── Records provided

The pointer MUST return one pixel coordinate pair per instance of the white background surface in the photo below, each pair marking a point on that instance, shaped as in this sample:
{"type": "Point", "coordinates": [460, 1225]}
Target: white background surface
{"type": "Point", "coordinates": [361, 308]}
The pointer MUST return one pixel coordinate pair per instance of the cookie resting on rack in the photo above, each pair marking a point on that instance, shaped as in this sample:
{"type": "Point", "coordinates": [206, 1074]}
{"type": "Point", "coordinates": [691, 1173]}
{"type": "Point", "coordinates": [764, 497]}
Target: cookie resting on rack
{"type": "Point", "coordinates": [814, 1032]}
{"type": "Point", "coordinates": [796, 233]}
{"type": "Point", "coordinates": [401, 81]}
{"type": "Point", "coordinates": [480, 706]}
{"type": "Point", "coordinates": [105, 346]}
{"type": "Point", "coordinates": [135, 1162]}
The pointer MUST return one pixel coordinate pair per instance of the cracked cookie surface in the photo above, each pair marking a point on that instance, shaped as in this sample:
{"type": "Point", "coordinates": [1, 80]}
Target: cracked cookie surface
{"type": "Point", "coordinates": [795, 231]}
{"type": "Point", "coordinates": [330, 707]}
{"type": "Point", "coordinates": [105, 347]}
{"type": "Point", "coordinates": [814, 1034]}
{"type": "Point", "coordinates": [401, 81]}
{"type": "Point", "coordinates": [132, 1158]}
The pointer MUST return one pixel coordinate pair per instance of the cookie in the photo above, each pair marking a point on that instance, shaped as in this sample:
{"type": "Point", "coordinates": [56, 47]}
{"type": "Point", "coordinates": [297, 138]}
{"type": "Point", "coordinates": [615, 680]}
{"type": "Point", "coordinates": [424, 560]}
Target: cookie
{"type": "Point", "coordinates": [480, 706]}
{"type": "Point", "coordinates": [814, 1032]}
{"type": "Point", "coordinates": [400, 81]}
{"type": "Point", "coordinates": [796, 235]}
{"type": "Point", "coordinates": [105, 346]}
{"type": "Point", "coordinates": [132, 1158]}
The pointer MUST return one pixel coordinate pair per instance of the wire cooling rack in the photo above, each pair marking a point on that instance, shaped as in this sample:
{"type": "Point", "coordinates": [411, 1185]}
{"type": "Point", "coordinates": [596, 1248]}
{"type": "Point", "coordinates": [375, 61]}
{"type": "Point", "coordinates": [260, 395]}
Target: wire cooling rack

────

Brief: The records shown above must be returned in full, exactly as written.

Result:
The pointer MUST return one pixel coordinate pair per instance of the white background surface in the photo below, each pair marking a point on that instance, shaped as in this sample:
{"type": "Point", "coordinates": [460, 1225]}
Target: white background surface
{"type": "Point", "coordinates": [361, 308]}
The pointer MUST return one pixel coordinate pair per instance of the cookie resting on rack in the photo above, each pair marking a point on that instance, shaped as in this sample:
{"type": "Point", "coordinates": [206, 1074]}
{"type": "Point", "coordinates": [691, 1173]}
{"type": "Point", "coordinates": [764, 497]}
Target: cookie resting on rack
{"type": "Point", "coordinates": [814, 1032]}
{"type": "Point", "coordinates": [796, 233]}
{"type": "Point", "coordinates": [401, 81]}
{"type": "Point", "coordinates": [480, 706]}
{"type": "Point", "coordinates": [105, 346]}
{"type": "Point", "coordinates": [135, 1162]}
The pointer MUST return one pixel coordinate pair per instance of the cracked cookie surface in the photo above, each pair marking a point on that instance, shaped as in this sample:
{"type": "Point", "coordinates": [1, 80]}
Target: cracked cookie surface
{"type": "Point", "coordinates": [795, 231]}
{"type": "Point", "coordinates": [330, 707]}
{"type": "Point", "coordinates": [105, 347]}
{"type": "Point", "coordinates": [814, 1034]}
{"type": "Point", "coordinates": [401, 81]}
{"type": "Point", "coordinates": [132, 1158]}
The pointer MUST return one pixel coordinate pair per instance of the cookie in the photo above, each pair marking a point on that instance, shaped as in this sample:
{"type": "Point", "coordinates": [56, 47]}
{"type": "Point", "coordinates": [297, 138]}
{"type": "Point", "coordinates": [615, 680]}
{"type": "Point", "coordinates": [424, 560]}
Target: cookie
{"type": "Point", "coordinates": [480, 706]}
{"type": "Point", "coordinates": [814, 1032]}
{"type": "Point", "coordinates": [400, 81]}
{"type": "Point", "coordinates": [796, 235]}
{"type": "Point", "coordinates": [105, 346]}
{"type": "Point", "coordinates": [132, 1158]}
The pointer MUST return one pixel coordinate pair per instance of the wire cooling rack in the photo above, each pair marking a point on that instance, shaped as in this sample:
{"type": "Point", "coordinates": [411, 1185]}
{"type": "Point", "coordinates": [596, 1248]}
{"type": "Point", "coordinates": [375, 61]}
{"type": "Point", "coordinates": [260, 395]}
Target: wire cooling rack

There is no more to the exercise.